Son dakika haberleri... Gezi olaylarına ilişkin 17 sanıklı ana dava ile olaylara karışan 35 sanıklı Çarşı grubu davaları 21 Şubat'ta ayrılmıştı. Mahkeme heyeti, ana davayla ilgili Cumhuriyet savcısının mütalaasını hazırlamasını istemişti. Savcı, mütalaasını tamamlayıp mahkemeye sundu.
Savcı, Osman Kavala ve Ayşe Mücella Yapıcı'nın "Cebir ve şiddet kullanarak Türkiye Cumhuriyeti Hükûmetini ortadan kaldırmaya teşebbüs" suçundan ağırlaştırılmış müebbet hapisle cezalandırılmasını talep etti. Diğer sanıklar Çiğdem Mater Utku, Ali Hakan Altınay, Mine Özerden, Şerafettin Can Atalay, Tayfun Kahraman ve Yiğit Ali Ekmekçi'nin ise "bu suça yardım etme' suçundan 15 yıldan 20'şer yıla kadar hapisle cezalandırılması istedi.
Savcı, firari sanıklar Henry Jack Barkey, Can Dündar, Memet Ali Alabora, Ayşe Pınar Alabora, Gökçe Yılmaz, Handan Meltem Arıkan, Hanzade Hikmet Germiyanoğlu, Yiğit Aksakoğlu ve İnanç Ekmekçi'nin dosyalarının ayrılmasını ve yakalanmalarının beklenmesi gerektiğini kaydetti.
MESELELERİ HÜKÜMETİ DEVİRMEKTİ
72 sayfalık mütalaada, "Gezi Olayları olarak bilinen ve 2011 yılında 'Ayaklan İstanbul/Diren İstanbul' sloganı üzerinden temelleri atılan kalkışma hareketinin 11.11.2011 tarihinde Memet Ali Alabora, Ayşe Pınar Alabora ve Handan Meltem Arıkan tarafından Gezi Parkında çekilmiş video ile eyleme konulduğu tespit edilmiştir" denildi.

━━━━━━

_Verilen Görevler_.
a) Aşağıdaki ifadelerin Gezi davası haberiyle uyuşup uyuşmadığını belirtin. Her biri için evet ya da hayır deyin ve kararı belirleyen sözleri haberden tırnak içinde aynen aktarın.
(i) Savcının mütalaası 72 sayfadır.
(ii) Çarşı grubu davasında 17 sanık bulunmaktadır.
(iii) Savcı, firari sanık Can Dündar'ın dosyasının ayrılmasını istemiştir.
b) Gezi davası haberinde "Son dakika haberleri..." ile "hapisle cezalandırılması istedi." arasındaki bölümü, bu sözler de dahil olmak üzere aynen kopyalayın.
c) Gezi davası haberinde aktarılan mütalaaya göre kalkışma hareketi hangi tarihte Gezi Parkında çekilen video ile eyleme konulmuştur?

_Veri Kesiti_.
━━━━━━

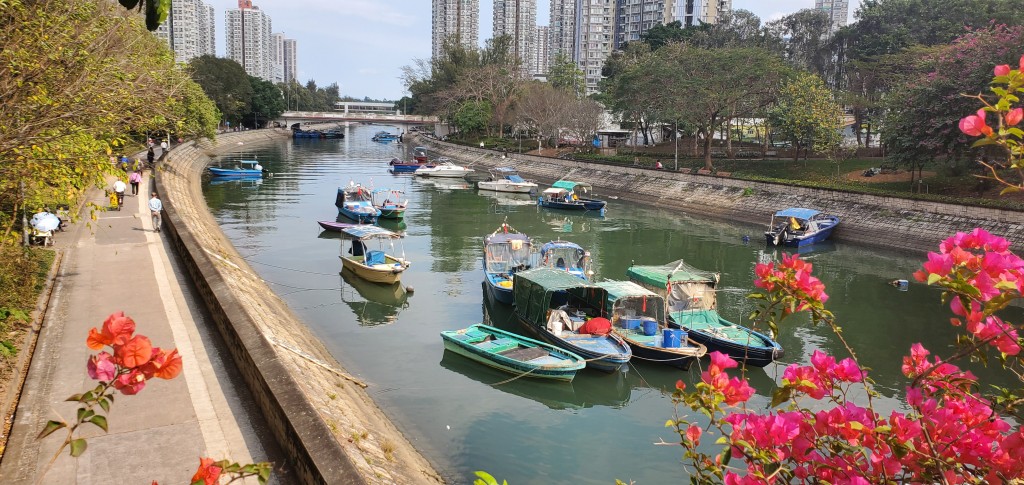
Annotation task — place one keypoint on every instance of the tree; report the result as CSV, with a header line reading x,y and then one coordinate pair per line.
x,y
806,115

━━━━━━

_Çözümlü Cevaplar_.
a)
(i) Evet: "72 sayfalık mütalaada"
(ii) Hayır: "35 sanıklı Çarşı grubu davaları"
(iii) Evet: "firari sanıklar Henry Jack Barkey, Can Dündar" ve "dosyalarının ayrılmasını"

b)
Son dakika haberleri... Gezi olaylarına ilişkin 17 sanıklı ana dava ile olaylara karışan 35 sanıklı Çarşı grubu davaları 21 Şubat'ta ayrılmıştı. Mahkeme heyeti, ana davayla ilgili Cumhuriyet savcısının mütalaasını hazırlamasını istemişti. Savcı, mütalaasını tamamlayıp mahkemeye sundu.
Savcı, Osman Kavala ve Ayşe Mücella Yapıcı'nın "Cebir ve şiddet kullanarak Türkiye Cumhuriyeti Hükûmetini ortadan kaldırmaya teşebbüs" suçundan ağırlaştırılmış müebbet hapisle cezalandırılmasını talep etti. Diğer sanıklar Çiğdem Mater Utku, Ali Hakan Altınay, Mine Özerden, Şerafettin Can Atalay, Tayfun Kahraman ve Yiğit Ali Ekmekçi'nin ise "bu suça yardım etme' suçundan 15 yıldan 20'şer yıla kadar hapisle cezalandırılması istedi.

c) Kalkışma hareketi, 11.11.2011 tarihinde Gezi Parkında çekilen video ile eyleme konulmuştur.